PROBLEM TO SOLVE
Retype the entries below exactly, but begin at the line containing "One point per instance, written like point(9, 209)" and end at the last line.

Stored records
____
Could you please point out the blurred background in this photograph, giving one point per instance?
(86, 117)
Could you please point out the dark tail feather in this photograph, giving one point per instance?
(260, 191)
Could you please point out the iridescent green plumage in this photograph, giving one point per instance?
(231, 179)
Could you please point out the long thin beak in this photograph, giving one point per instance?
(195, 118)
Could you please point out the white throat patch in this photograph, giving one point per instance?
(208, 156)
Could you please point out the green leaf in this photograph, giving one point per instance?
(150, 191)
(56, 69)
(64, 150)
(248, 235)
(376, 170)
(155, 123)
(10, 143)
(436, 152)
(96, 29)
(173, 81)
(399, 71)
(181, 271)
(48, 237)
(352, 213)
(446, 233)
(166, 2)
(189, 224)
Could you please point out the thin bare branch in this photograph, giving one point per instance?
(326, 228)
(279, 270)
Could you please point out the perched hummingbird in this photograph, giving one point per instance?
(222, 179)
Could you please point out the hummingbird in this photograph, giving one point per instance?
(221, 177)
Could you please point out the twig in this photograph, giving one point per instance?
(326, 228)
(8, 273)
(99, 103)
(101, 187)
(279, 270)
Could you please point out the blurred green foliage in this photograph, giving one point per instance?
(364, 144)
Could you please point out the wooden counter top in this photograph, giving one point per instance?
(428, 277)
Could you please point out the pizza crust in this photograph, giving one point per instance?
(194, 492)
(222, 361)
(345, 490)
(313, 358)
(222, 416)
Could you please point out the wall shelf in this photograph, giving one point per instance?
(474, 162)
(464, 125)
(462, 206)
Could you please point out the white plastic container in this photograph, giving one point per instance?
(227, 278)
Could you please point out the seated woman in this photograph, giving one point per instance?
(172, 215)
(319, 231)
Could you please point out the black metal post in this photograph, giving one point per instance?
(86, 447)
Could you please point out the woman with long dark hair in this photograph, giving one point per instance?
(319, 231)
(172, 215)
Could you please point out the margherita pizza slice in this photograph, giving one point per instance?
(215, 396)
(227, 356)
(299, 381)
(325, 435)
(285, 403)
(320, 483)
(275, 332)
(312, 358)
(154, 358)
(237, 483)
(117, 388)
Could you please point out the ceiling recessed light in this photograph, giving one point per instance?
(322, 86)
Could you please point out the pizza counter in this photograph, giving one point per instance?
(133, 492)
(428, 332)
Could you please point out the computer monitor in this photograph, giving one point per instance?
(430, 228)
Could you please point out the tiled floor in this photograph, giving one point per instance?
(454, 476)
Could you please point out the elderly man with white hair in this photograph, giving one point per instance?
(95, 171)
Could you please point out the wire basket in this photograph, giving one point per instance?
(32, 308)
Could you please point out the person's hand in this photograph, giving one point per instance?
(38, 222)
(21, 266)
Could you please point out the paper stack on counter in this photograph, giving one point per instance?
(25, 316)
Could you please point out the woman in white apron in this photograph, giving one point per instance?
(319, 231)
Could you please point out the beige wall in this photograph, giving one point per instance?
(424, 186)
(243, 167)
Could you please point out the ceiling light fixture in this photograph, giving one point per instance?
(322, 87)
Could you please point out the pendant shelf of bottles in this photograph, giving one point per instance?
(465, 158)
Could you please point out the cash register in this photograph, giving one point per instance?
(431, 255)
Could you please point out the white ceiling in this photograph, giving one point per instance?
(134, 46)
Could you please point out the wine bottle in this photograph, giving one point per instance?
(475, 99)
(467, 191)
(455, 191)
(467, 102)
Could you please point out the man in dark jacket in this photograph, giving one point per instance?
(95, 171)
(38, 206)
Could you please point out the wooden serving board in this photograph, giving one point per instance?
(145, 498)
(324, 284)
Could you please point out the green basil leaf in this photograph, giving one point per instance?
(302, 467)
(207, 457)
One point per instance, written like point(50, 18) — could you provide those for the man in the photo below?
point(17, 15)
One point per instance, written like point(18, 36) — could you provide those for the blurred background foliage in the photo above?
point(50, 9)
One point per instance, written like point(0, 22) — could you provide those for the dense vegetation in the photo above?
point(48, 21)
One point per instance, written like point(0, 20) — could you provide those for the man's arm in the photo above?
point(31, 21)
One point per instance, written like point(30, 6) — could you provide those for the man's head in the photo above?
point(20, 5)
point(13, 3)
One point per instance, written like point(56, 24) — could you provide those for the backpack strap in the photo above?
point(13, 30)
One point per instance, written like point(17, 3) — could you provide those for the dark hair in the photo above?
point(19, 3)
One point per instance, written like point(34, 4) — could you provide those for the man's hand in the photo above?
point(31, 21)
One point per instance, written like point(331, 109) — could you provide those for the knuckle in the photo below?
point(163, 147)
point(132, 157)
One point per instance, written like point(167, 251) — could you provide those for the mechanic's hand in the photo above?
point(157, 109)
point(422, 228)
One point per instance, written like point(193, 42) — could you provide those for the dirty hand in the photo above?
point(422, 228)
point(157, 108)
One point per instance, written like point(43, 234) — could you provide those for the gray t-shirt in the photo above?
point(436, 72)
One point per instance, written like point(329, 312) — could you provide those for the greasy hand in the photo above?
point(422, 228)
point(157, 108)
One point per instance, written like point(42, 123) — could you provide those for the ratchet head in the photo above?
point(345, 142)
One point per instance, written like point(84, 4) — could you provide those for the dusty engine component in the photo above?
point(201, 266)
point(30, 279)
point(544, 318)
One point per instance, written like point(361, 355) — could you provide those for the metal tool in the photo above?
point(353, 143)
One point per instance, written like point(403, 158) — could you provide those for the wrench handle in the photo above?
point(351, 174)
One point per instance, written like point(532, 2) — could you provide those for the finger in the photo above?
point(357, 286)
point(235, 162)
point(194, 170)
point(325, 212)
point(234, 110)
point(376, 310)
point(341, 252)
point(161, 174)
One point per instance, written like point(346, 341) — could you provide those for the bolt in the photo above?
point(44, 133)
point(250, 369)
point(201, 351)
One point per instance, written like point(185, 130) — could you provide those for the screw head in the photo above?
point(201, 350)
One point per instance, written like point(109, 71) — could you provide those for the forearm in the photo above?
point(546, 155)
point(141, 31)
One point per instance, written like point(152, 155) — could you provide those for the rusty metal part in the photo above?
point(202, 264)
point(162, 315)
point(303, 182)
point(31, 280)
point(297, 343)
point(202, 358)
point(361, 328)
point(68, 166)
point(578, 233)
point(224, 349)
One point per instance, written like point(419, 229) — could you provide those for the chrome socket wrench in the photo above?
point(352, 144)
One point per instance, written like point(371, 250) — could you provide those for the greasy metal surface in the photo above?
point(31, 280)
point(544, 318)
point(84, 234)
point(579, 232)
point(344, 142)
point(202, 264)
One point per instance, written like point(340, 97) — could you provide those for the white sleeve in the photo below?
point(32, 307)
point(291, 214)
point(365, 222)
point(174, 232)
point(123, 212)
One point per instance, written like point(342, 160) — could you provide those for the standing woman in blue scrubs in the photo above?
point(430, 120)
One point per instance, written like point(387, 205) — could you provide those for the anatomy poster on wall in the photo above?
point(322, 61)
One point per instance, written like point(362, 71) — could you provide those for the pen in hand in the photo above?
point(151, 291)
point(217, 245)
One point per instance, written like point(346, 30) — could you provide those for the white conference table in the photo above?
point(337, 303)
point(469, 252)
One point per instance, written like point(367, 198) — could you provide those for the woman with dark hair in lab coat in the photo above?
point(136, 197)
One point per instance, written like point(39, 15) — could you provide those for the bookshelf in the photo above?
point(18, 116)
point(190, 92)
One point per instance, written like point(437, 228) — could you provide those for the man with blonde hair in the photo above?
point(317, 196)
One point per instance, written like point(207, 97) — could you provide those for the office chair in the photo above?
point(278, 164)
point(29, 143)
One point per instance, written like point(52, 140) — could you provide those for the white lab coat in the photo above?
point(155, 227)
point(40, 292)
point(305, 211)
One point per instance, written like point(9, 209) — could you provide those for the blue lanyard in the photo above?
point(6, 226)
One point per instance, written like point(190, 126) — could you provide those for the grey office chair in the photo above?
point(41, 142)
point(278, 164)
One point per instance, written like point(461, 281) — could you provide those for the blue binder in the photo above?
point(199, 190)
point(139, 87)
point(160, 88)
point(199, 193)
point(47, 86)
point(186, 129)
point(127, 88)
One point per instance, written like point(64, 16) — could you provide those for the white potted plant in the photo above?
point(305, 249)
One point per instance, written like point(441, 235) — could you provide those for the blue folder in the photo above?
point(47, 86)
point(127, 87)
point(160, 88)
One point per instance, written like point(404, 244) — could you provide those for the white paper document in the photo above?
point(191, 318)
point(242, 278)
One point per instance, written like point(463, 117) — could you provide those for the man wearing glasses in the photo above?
____
TASK SOLUTION
One point per instance, written like point(9, 209) — could you provide those for the blue lanyard in the photo above?
point(6, 226)
One point per instance, written like point(190, 126) — could you provide those for the grey office chair in the photo above?
point(41, 142)
point(278, 164)
One point per instance, written like point(461, 281) — could you provide those for the blue binder in the photo above?
point(199, 190)
point(139, 87)
point(160, 88)
point(199, 193)
point(47, 86)
point(186, 129)
point(127, 88)
One point per instance, written like point(64, 16) — could you provide those for the white potted plant in the photo above?
point(305, 249)
One point per instance, written like point(441, 235) — could you provide those for the blue folder in the photo above?
point(47, 86)
point(127, 87)
point(160, 88)
One point per instance, written like point(404, 244) — could you provide those for the white paper document in the photo above?
point(191, 318)
point(242, 278)
One point per instance, written like point(463, 117) — could you provide those for the man wearing glasses in the photo above?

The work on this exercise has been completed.